= Kutipan Bacaan =
Fase pertama, yaitu industri gula yang didirikan pada abad ke 17-18. Pada fase ini gula belum dianggap sebagai barang dagangan yang menguntungkan akibat tipisnya kesempatan untuk mendominasi pasar internasional. Selain itu adanya keengganan atau ketidakmampuan dari organisasi perdagangan VOC untuk berkompentensi di pasaran Eropa sehingga gula hanya diproduksi dalam batas-batas permintaan tertentu saja. Mundurnya VOC dari perdagangan gula ke Eropa tidak menurunkan semangat orang-orang Cina dalam pengusahaan dan penggilingan gula di Jawa. Pada masa itu usaha penanaman dan penggilingan tebu banyak dijumpai di desa persewaan, misalnya di daerah Jepara, Juana, Cirebon, dan sekitar Batavia (Kartodirjo, 1994:38)
Gubernur Jenderal Johannes van den Bosch, pencetus Cultuur Stelsel (Tanam Paksa pada 1830, dia juga pendiri Koninklijk Nederland Indisch Leger (KNIL/Tentara Kerajaan Hindia Belanda, Sumber: Wikipedia)
Fase kedua, industri gula di Jawa terjadi antara tahun 1830-1870. Fase ini dikenal dengan kurun  Cultuur Stelsel  (Tanam Paksa). Sistem ini dicetuskan oleh Gubernur Jenderal Johannes Van den Bosch pada tahun 1830. Sistem ini dilakukan pada dasarnya untuk memenuhi kas negeri Belanda yang keadaan keuangannya sangat parah. Negeri Belanda pada waktu itu memiliki beban hutang yang besar dan tidak dapat ditanggulangi sendiri, sehingga mereka mencari solusinya di daerah jajahan yaitu Indonesia (Kartodirjo dan Suryo, 1994:14).  Pada masa tanam paksa, tebu menjadi salah satu jenis tanaman wajib yang diperintahkan untuk ditanam rakyat selain kopi, indigo, tembakau, lada, teh, dan kayu manis. Tebu ditanam pada 1/5 bagian milik tanah penduduk yang diminta secara paksa. Penduduk selain dipaksa untuk menanam tanaman wajib juga dikenakan kerja paksa seperti untuk pemotongan dan pengangkutan tebu, memasok kayu bakar untuk penggilingan tebu, menyediakan ternak untuk membajak lahan, serta mengangkut gula dari pengilingan ke gudang dan dari gudang ke pelabuhan (Mubyarto, 1993:78).

= Tugas A =
Menurut kutipan tentang industri gula di Jawa, tanaman wajib apa saja selain tebu yang diperintahkan untuk ditanam rakyat pada masa tanam paksa?
= Tugas B =
Temukan setiap baris dalam daftar data yang memuat kata "plastic". Huruf besar dan kecil dibedakan.
Kutipan dan daftar data ini diambil dari sumber yang berlainan.

= Daftar data =
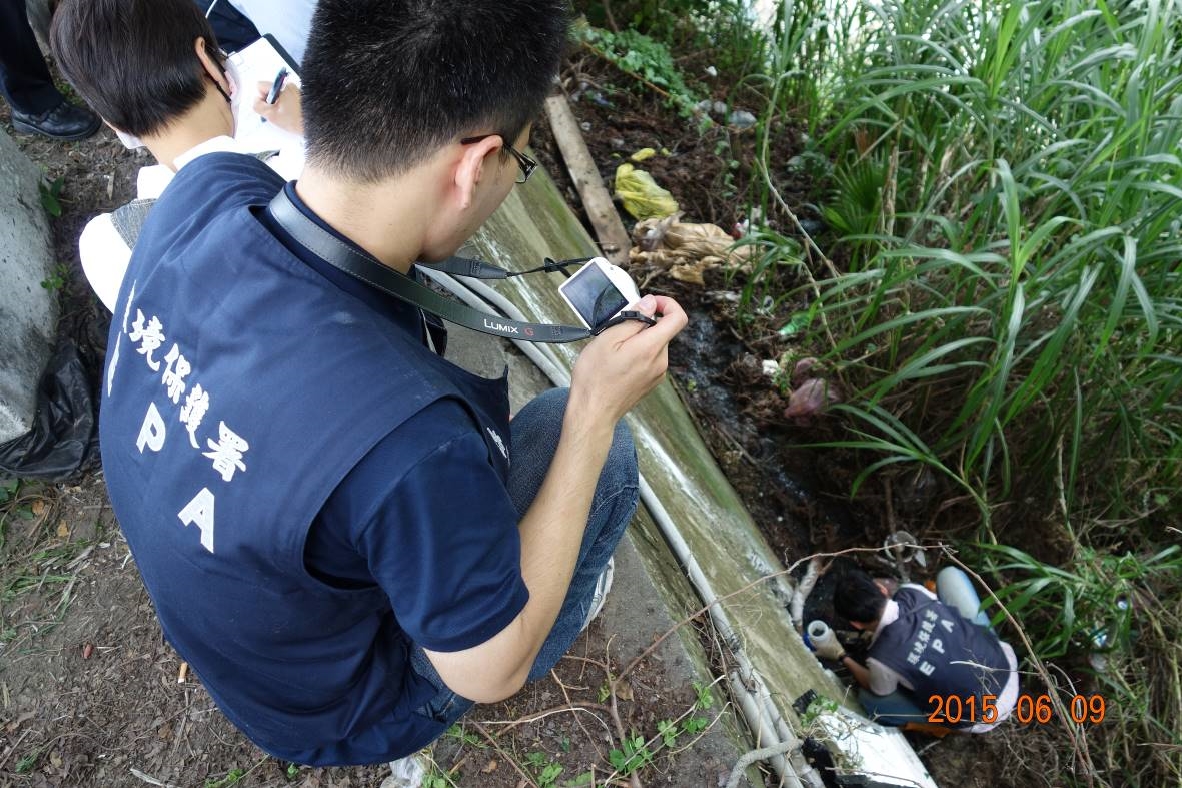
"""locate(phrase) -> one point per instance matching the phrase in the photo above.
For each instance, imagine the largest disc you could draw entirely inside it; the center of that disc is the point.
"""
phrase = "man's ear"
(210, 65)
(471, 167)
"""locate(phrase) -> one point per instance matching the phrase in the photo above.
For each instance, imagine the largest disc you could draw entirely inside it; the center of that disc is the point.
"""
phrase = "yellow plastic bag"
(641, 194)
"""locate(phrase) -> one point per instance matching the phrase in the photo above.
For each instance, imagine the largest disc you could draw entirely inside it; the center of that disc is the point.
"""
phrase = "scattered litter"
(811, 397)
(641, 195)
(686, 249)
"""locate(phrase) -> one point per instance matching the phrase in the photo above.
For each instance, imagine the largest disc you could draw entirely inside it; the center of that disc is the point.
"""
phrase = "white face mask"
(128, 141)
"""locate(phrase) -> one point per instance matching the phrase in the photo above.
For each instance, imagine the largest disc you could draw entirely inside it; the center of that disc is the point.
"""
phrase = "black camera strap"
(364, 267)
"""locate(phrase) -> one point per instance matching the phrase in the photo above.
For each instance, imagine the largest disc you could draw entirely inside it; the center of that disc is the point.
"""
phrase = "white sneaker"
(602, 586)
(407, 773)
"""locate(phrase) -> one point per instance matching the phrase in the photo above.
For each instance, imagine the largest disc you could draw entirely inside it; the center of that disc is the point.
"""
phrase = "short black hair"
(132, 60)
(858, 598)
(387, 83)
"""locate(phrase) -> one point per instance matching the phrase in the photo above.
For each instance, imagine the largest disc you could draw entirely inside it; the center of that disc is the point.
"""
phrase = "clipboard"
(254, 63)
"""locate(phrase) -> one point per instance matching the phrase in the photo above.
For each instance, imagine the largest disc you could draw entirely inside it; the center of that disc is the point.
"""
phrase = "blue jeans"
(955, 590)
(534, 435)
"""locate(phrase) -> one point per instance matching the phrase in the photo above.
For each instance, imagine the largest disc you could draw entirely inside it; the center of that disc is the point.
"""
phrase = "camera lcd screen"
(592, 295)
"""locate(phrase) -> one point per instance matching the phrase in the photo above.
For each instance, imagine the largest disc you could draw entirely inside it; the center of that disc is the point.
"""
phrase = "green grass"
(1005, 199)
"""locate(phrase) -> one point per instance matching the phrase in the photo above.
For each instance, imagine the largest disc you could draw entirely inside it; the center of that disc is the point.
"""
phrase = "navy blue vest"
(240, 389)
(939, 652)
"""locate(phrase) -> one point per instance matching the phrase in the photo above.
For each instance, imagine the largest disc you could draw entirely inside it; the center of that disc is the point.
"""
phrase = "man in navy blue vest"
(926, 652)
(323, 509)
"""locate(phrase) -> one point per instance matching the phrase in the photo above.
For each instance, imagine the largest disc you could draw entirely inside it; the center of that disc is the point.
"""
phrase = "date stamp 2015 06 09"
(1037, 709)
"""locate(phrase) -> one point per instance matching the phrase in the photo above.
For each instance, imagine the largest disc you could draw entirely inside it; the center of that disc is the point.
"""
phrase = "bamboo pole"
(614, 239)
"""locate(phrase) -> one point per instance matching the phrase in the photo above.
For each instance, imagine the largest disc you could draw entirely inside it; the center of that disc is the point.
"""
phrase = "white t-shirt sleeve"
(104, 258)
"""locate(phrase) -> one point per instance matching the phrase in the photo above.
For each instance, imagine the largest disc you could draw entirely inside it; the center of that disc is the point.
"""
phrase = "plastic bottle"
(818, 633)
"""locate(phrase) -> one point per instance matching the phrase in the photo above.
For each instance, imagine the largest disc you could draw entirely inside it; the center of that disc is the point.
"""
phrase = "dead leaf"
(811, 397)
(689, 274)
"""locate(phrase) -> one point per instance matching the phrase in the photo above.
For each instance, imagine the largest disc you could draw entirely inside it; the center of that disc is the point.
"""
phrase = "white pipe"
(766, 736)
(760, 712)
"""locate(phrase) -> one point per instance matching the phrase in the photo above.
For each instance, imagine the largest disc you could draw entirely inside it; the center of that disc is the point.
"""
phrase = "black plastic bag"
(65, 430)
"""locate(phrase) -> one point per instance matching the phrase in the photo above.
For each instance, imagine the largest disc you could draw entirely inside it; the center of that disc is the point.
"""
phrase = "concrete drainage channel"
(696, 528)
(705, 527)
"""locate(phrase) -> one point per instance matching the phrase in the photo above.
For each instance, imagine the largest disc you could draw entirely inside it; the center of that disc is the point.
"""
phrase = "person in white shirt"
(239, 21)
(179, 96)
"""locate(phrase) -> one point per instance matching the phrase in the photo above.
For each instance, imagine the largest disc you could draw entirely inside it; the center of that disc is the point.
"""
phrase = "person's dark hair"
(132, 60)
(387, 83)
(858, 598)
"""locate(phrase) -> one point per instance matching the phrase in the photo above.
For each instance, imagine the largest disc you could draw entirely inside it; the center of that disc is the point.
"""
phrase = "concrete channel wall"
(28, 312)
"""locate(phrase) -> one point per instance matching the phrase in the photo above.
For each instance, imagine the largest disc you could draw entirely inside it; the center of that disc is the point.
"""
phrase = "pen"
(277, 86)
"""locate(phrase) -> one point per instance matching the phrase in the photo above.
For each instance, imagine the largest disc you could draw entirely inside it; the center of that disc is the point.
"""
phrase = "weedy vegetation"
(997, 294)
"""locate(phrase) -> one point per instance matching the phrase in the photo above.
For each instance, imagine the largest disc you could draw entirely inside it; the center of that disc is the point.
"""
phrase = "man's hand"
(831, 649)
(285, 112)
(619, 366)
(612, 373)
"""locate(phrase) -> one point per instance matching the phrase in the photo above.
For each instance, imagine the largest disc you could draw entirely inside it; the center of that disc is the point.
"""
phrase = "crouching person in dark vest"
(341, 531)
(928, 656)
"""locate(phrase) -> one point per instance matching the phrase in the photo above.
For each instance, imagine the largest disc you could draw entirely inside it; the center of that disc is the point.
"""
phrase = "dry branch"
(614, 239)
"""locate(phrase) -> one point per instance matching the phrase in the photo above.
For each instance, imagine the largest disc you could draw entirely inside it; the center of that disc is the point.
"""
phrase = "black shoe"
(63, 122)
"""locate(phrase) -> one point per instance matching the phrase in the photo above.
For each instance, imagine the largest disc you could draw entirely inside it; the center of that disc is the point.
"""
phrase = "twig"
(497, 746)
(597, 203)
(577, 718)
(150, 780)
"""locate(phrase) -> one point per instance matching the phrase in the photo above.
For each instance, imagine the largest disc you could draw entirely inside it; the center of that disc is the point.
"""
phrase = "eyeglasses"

= Jawaban Tugas A =
Kopi, indigo, tembakau, lada, teh, dan kayu manis.

= Jawaban Tugas B =
phrase = "yellow plastic bag"
phrase = "plastic bottle"
phrase = "black plastic bag"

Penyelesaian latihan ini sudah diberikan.